* **REQUIRED TASK A**: Rename "keypoint" to "landmark" in the records, starting at the line that contains "Each instance receives a single keypoint. Tag the front wheel" and ending at the end of the records, and change nothing else. Give back only those lines, without the pictures.

*****

Vector Database are costly becasuse it is both Memory hungry and Computaion hungry. That means the embedding has to be present on primary memory for computaion and computation is done on all the embeddings for similarity scoring. We need a sophisticated technique to bring down computaion load and memory load while preserving the accuray. Here comes Embedding Quantization.

We will take our example implemetation to make comarison with normal embedding.

File Structure

• retrieve_dataset.ipynb: Retrieval CoNaLa dataset.
• create_mbedding-vecotor.ipynb: Create f32 embedding vectors.
• binary_index.py: Perform Binary Quantization and create faiss vector database.
• save_int8_index.py: Perform Scalar Quantization and create USearch database.
• query_search.ipynb: Perform Query retrieval.
• app.py: Gradio App Hosted on Hugging Face Gradio Space. Embedding Quantization

Tools and Parameters Specifications

• faiss: Store binary quantization embedding
• USearch: Store scalar (int8) quantization
• all-MiniLM-L6-v2: Embedding Model
• Embedding Dimension: 384
• Databse Size: 5,93,891

F32 Implementation Memory Requirement

• No of Index = 593891

• Embedding dim = 384

• dtype = f32, each diension is of 32 bits

  Memory usage = 913 MB (Rounded)

Binary Quantization

To generate Binary Quantization from a float32 embedding we simply threshold quantize each dimension at 0. It simple means f(x)=0 if x<=0 else 1. We store the Binary Quantized Embedding in Vector DB. To perform retrieval we convert user query to binary quantized embedding. Then we use Hamming Distance between qury embedding and Vector DB embeddings to perform similarity check on the Vector Database. Hamming distance is the number of bits by with two embeddings differ. Lowe the Hamming Distance more is the document relevant and hence higher similarity. On average Binary Quantization gives 24.76x speed up and exactly 32x memory saving.

What is the Memory usage with Binary Quantized Embedding?

• No of Index = 593891

• Embedding dim = 384

• dtype = bit, each diension is of 1 bit

  Memory usage = 29 MB (Rounded). It is 32X lower memory requirement than float32

Rescoring Technique

We have a way to retrieve similar documents with humming distance as similarity measure for Binary Quantization. Though it speed ups the retrieval process but preserve roughly 92.5% retrieval performance. We use a technique called rescoring intoduced in the paper to preserve alomost 96% retrieval performance. In rescoring techinque we first retrive top_k*rescore multiplier document i.e. rescore multiplier x times more documents than require. Then we perform dot prduct between their embeddings (binary) and query (f32) embedding to calculate similarity scores and return top_k according to the new similarity score.

*****

* **REQUIRED TASK B**: In the embedding quantization excerpt, what is the rounded memory usage with binary quantized embeddings?

* **STORED DATA**:

*****

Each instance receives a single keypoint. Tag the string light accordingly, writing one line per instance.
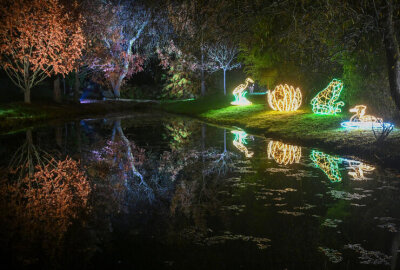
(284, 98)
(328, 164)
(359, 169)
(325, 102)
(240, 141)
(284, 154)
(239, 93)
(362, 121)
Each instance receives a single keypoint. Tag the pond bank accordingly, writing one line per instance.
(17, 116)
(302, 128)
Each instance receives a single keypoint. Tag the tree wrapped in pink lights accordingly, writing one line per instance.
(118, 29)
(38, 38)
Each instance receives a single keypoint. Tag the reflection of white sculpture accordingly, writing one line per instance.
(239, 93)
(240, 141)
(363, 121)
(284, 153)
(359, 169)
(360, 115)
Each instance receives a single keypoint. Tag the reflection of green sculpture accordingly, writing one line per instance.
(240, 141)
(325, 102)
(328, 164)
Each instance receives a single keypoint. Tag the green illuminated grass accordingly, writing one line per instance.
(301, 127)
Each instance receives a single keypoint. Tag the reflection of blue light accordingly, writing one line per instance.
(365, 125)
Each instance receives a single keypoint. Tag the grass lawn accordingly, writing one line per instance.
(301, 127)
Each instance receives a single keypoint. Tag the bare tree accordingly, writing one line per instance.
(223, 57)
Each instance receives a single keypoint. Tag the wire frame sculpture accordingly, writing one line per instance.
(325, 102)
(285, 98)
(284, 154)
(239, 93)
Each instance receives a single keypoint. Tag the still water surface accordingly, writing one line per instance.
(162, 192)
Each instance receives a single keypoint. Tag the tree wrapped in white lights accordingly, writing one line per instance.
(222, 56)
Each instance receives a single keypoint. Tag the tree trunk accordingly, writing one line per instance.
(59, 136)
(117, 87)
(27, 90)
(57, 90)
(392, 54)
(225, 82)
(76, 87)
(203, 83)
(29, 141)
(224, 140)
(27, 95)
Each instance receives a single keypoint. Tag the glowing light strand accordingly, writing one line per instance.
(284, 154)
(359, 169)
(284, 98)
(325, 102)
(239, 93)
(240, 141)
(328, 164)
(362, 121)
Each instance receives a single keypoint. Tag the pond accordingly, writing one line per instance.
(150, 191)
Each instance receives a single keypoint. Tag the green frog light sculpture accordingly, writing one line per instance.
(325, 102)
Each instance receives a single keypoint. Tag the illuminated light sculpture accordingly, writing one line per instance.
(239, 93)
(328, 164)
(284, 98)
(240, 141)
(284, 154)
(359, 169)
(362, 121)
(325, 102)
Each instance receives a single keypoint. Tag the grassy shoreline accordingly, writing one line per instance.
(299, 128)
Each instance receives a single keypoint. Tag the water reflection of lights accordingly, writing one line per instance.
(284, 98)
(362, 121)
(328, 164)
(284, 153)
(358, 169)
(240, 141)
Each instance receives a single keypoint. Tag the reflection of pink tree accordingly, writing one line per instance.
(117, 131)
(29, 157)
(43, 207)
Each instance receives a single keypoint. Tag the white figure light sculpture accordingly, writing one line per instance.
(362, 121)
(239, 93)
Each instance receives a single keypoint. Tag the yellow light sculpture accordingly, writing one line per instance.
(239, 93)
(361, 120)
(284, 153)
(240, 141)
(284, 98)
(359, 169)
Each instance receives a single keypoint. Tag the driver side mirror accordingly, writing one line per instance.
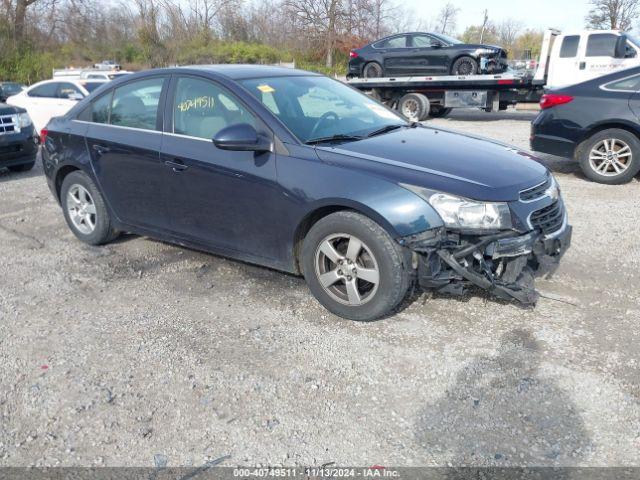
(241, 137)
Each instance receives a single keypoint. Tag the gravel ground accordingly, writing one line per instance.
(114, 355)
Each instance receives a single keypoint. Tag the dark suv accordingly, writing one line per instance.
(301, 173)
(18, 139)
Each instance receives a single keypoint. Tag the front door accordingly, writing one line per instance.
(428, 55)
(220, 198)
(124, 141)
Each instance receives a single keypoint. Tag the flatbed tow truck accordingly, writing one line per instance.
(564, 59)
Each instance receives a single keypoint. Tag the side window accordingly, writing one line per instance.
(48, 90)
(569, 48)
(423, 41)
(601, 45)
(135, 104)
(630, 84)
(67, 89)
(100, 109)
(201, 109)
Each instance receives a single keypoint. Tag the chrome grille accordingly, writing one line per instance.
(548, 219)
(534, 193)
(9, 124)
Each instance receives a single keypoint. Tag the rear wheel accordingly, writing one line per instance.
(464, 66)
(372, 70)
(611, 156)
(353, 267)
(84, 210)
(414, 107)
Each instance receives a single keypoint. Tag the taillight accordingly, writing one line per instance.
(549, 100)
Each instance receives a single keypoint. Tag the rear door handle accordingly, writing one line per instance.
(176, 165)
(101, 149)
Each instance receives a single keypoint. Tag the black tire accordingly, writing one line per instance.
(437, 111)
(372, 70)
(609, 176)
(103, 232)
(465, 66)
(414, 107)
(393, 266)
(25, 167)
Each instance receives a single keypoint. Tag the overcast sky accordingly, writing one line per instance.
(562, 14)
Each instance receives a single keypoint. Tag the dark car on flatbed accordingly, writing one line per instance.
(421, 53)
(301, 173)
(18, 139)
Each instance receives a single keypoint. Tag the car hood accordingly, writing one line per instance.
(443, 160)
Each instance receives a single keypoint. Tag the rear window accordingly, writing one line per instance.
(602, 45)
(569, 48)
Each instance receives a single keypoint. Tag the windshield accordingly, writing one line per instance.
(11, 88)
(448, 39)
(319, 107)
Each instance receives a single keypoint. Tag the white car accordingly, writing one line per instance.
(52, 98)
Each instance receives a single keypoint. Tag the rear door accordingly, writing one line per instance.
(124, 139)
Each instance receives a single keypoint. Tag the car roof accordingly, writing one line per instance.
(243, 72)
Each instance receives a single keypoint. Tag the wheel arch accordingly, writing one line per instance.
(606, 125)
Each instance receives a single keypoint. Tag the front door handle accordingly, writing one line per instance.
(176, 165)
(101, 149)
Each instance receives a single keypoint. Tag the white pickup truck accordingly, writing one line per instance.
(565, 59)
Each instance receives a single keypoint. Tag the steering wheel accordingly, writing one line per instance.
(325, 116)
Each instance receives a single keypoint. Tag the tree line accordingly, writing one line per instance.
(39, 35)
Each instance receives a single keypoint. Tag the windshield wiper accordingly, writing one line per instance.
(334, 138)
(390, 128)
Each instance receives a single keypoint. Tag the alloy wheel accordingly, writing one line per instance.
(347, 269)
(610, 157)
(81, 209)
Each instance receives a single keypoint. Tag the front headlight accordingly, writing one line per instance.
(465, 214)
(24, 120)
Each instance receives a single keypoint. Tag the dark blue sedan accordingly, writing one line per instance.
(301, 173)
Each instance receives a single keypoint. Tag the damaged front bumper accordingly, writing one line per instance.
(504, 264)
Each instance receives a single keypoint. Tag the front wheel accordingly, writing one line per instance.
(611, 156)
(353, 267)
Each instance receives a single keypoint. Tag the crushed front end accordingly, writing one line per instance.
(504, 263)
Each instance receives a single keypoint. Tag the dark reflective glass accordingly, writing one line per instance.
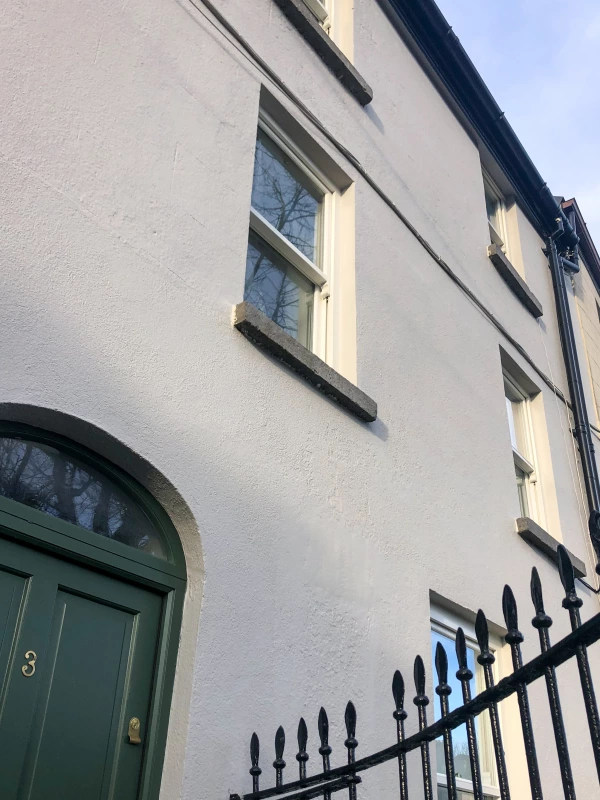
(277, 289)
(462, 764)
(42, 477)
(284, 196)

*****

* **FULL ANSWER A**:
Each instance receives a single landmark. Tag the front wheel accordingly, writing one line per instance.
(611, 156)
(353, 267)
Each instance receives a single landmark. Tag the crushed front end accordingly, writing one line per instance.
(504, 263)
Each instance receives a single landmark. Tag the dark reflective glass accordingly, writing one line per instance.
(277, 289)
(462, 764)
(42, 477)
(284, 196)

* **FULL ANSWER B**: 29 MB (rounded), which is 32X lower than float32.